WHAT YOU HAVE TO DO: Rescale the entries below from the line containing "Query: man in blue blazer" through the end of the entries, both ends included. Write out every line in that stretch and nothing else, multiplying each coordinate in the answers by 1.05 and rounding to the nearest whole number, with halves rounding up.

····················

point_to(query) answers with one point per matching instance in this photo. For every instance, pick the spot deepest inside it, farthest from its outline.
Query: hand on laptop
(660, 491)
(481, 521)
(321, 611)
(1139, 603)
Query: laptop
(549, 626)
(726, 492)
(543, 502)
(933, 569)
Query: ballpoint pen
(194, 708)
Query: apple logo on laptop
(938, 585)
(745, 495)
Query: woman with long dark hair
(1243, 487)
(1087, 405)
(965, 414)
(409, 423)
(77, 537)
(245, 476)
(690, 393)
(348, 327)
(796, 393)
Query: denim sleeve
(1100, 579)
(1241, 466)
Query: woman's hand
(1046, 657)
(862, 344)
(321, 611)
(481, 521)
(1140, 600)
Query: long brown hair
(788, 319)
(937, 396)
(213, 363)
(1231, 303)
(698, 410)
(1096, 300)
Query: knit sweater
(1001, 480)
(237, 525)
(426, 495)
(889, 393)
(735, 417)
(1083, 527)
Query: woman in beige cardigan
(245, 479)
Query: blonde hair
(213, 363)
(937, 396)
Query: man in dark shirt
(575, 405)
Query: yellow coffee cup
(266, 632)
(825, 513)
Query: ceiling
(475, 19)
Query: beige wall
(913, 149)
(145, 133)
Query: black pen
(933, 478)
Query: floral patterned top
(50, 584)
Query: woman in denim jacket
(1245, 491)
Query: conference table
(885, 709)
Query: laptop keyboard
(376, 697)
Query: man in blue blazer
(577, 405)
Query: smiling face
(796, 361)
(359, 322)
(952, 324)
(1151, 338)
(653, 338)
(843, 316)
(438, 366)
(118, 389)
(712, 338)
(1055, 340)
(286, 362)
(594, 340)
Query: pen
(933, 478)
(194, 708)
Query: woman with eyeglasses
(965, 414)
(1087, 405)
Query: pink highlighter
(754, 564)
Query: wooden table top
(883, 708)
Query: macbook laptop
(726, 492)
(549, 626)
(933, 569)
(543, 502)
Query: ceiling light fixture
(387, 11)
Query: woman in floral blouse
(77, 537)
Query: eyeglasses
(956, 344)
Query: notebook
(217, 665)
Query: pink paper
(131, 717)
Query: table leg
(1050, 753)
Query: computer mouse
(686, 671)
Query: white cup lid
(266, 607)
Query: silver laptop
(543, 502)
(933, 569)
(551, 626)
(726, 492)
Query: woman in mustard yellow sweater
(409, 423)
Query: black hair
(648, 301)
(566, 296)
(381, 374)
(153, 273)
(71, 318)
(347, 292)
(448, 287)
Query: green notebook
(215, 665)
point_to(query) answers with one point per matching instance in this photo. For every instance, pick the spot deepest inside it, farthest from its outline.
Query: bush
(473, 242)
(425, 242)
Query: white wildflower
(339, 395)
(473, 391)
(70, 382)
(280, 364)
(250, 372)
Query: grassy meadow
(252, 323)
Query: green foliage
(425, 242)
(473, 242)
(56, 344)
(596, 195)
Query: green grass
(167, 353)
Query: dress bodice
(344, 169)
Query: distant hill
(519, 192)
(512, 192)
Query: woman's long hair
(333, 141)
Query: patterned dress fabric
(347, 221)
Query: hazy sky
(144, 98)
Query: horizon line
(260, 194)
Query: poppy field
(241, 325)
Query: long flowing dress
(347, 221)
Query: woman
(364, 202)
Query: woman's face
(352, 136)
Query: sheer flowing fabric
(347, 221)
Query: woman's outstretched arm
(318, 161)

····················

TASK OUTPUT:
Query: man in blue blazer
(606, 425)
Query: smiling face
(836, 379)
(377, 338)
(1000, 340)
(1209, 355)
(686, 355)
(885, 332)
(460, 384)
(124, 408)
(748, 355)
(1108, 357)
(300, 380)
(624, 357)
Query: pen
(980, 502)
(204, 743)
Query: woman with eyeglasses
(1013, 435)
(1141, 425)
Query: pink highlighter
(792, 592)
Query: wooden table top
(927, 743)
Query: macbook laptop
(762, 517)
(576, 657)
(980, 597)
(570, 527)
Query: ceiling light fixture
(406, 12)
Query: woman in floral blouse
(81, 564)
Query: eyeglasses
(1004, 361)
Query: notebook
(228, 698)
Query: pink paper
(138, 753)
Query: table leg
(1103, 791)
Query: computer mouse
(720, 705)
Query: white cup lid
(279, 637)
Query: silver laptop
(570, 527)
(980, 597)
(579, 657)
(762, 517)
Query: woman in mustard yellow sweater
(429, 444)
Query: black hair
(680, 316)
(594, 311)
(400, 393)
(161, 287)
(75, 334)
(364, 307)
(470, 301)
Query: green notebook
(226, 698)
point_to(query) answers with one point per matching instance in this photo. For every instance, pick the spot deepest inside it, farthest from its outline.
Query: bush
(497, 254)
(446, 254)
Query: white wildflower
(356, 415)
(497, 411)
(74, 401)
(294, 382)
(263, 391)
Query: grassy meadow
(265, 339)
Query: green foliage
(446, 254)
(497, 254)
(59, 361)
(626, 205)
Query: green grass
(175, 371)
Query: dress bodice
(361, 177)
Query: distant hill
(545, 202)
(538, 202)
Query: woman's long hair
(350, 148)
Query: patterned dress fabric
(364, 232)
Query: hazy sky
(151, 103)
Query: horizon line
(273, 204)
Query: poppy field
(253, 341)
Query: long flowing dress
(364, 232)
Query: woman
(382, 212)
Query: woman's face
(370, 143)
Query: sheer flowing fabric
(364, 232)
Query: woman's outstretched arm
(334, 169)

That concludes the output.